INSTRUCCIONES DE TAREA:
Redacta la continuación del texto sobre el primer amor, comenzando inmediatamente después de su última oración.

TEXTO DADO:
Dentro de esos aspectos
que por ser comunes a todos precisan la mayoría de las generalidades de la vida de los hombres, como el
nacer, crecer, amar y morir; y digo amar porque en Colombia como en China o
Italia para el caso (según se precisa el lugar donde se desarrolla la historia),
todos amamos; aunque también todos odiemos en algún momento, pero no es el caso
que nos ocupa por ahora.
Es así que, dentro de
esos universales, uno cobra tal significado, que se le ha atribuido la potestad
de nunca ser olvidado: El primer amor.
Y es que aquí, como en
Italia o en la Conchinchina si se quiere, todos avistamos en la infancia la
llegada de ese primer amor, el cual es quizás la fuente de la que emanó la bella narración a la cual el escritor Giovannino Guareschi diera por título
Tercera historia.

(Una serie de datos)
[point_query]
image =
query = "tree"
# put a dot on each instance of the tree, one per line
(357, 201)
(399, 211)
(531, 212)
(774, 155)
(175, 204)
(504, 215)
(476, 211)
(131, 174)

RESULTADO DEL EJERCICIO:
Ese primer amor es tan
natural, como la forma en que la escritura de Guareschi lo describe, pero es
también tan inocente e incorruptible como susceptible a las inclemencias de las
imposiciones sociales, lo cual es otro punto, o más bien, otro universal a considerar dentro de esta
Tercera historia.
Con dos personajes: la
muchacha de ojos claros como el agua, y “el siempre niño” peón de albañil que
no tenía miedo de nada; una bicicleta cubierta de herrumbre, el tercer poste del
telégrafo y la reiteración de estos; consigue el autor lo que todo escritor y
lo que yo mismo ambiciono conseguir en la práctica: conmover, inquietar,
arrastrar a la evocación o conducir al lector a cuestionar y cuestionarse. En
fin, sacar una sonrisa, una lagrima o ¿Por qué no? un madrazo de su parte.
Ahora bien, ese otro
universal que había dejado al pendiente, y que en la historia como en la
fugacidad de la vida, nos limitamos a consentir y lamentar sin deliberación
alguna; ese asesino de primeros amores, ese otro arbitrio asumido, lleva por nombre canon social.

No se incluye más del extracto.